[Document excerpt]:

Learn how to dye with fresh woad leaves without using hazardous chemicals.
After dyeing cotton fabric & clothes blue with red cabbage and black beans, my next natural dye experiment is dyeing cotton fabric blue with homegrown fresh woad leaves. However, I don’t want to use the common woad vat with hazardous chemicals. So after some internet research I found 5 promising natural woad dye recipes without hazardous chemicals: Two of them are traditional fermentation vats, one uses stale urine, one uses salt and one uses vinegar.
Related: How To Dye Cotton Blue With Red Cabbage (No Mordant)
By the way, if you don’t have time to dye immediately with your homegrown fresh woad leaves, you can pound the fresh woad leaves, form the pulp into balls and let the woad balls ferment for some time. Or you can also rake the pounded woad leaves in heaps, sprinkle them with water or urine from time to time, and let them ferment for a day up to some months according to different sources. You can use the fermented woad balls later for dyeing.
Related: How To Dye With Woad & Indigo – Historical Dye Recipes
5 Ways How To Dye With Fresh Woad Leaves
How To Dye With Fresh Woad Leaves
Tear or pound the fresh woad leaves. Add almost boiling water and some alkali like lime, washing soda, potash, wood ash lye or fresh or stale urine. Then dip the fabric in the vat for 1 hour (or up to 12 hours), air and let it dry, then redip it if necessary. (Woad dye recipe adapted from Journal of Archaeological Science)
Related: How To Dye Cotton Blue With Red Cabbage (DIY Iron Mordant, Cold Method)
How To Dye With Fresh Woad Leaves – Salt Extraction Method
The salt extraction method seems to be a new method to dye with fresh woad leaves. You tear up the fresh woad leaves, sprinkle salt over the leaves and knead the woad leaves together with the fabric you want to dye. (Woad dye recipe adapted from Marina Skua)

[Extracted material]:

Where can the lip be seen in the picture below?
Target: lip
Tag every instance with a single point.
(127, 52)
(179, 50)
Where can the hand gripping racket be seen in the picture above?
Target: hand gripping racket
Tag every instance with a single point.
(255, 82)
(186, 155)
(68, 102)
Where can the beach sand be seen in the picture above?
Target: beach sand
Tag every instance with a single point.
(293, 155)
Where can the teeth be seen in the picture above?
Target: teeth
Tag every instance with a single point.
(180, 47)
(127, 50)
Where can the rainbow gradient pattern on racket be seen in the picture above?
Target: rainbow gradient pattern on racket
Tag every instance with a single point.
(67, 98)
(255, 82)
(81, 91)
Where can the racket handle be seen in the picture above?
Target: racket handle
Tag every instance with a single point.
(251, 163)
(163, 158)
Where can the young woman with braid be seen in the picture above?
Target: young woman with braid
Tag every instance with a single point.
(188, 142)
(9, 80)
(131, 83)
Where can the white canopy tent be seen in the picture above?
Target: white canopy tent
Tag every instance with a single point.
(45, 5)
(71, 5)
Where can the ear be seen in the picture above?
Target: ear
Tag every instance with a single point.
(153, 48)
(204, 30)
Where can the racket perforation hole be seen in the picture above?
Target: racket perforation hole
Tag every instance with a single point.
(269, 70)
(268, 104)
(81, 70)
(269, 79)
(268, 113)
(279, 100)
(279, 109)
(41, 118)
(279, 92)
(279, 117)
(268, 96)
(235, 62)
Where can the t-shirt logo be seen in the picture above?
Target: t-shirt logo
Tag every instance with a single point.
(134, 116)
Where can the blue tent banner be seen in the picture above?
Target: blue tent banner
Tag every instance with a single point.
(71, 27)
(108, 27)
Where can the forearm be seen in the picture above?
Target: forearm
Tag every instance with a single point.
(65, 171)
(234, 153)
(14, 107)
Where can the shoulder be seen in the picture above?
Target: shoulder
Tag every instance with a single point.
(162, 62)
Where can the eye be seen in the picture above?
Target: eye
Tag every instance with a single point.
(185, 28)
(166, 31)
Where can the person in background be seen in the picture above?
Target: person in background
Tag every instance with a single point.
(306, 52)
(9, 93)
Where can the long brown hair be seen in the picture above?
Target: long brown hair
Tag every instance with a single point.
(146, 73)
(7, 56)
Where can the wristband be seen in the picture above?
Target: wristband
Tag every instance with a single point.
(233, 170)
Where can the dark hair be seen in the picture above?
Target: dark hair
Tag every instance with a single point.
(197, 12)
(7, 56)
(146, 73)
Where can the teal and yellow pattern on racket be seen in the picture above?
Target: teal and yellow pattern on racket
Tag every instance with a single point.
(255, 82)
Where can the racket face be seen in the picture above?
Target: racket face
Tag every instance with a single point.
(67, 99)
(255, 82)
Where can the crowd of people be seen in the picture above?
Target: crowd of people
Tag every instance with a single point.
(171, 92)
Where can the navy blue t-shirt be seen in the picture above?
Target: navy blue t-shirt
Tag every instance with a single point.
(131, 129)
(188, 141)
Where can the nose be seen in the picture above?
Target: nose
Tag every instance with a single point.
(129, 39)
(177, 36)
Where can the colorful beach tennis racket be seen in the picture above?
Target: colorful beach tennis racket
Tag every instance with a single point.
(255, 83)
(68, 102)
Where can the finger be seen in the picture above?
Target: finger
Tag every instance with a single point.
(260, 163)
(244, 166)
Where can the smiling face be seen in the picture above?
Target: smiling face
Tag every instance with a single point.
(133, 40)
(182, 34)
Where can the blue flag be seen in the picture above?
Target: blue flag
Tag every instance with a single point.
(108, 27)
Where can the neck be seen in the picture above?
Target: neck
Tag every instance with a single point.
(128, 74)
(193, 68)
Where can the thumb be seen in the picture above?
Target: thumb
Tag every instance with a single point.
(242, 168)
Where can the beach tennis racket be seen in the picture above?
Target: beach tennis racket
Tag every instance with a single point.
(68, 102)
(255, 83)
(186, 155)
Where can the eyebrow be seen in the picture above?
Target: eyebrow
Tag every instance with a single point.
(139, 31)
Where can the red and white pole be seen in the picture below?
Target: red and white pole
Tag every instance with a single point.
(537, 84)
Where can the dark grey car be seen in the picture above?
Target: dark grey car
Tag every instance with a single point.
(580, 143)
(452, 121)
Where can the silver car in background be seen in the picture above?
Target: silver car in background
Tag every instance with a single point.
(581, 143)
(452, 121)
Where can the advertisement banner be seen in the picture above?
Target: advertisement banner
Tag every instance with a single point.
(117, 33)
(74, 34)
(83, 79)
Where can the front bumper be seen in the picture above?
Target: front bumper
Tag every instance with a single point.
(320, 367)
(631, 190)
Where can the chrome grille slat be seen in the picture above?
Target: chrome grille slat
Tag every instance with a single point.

[What is asked]:
• a. Please answer these questions about the woad dyeing guide:
(i) Which two ingredients did the writer use to dye cotton blue before trying woad?
(ii) How long does the fresh-leaf method say to leave the fabric in the vat?
(iii) In the salt extraction method, what gets kneaded together with the woad leaves?
• b. List every alkali the woad dyeing guide suggests adding to the vat.

[Answers to the problems]:
• a.
(i) Red cabbage and black beans.
(ii) 1 hour, or up to 12 hours.
(iii) The fabric to be dyed.

• b.
- Lime
- Washing soda
- Potash
- Wood ash lye
- Fresh or stale urine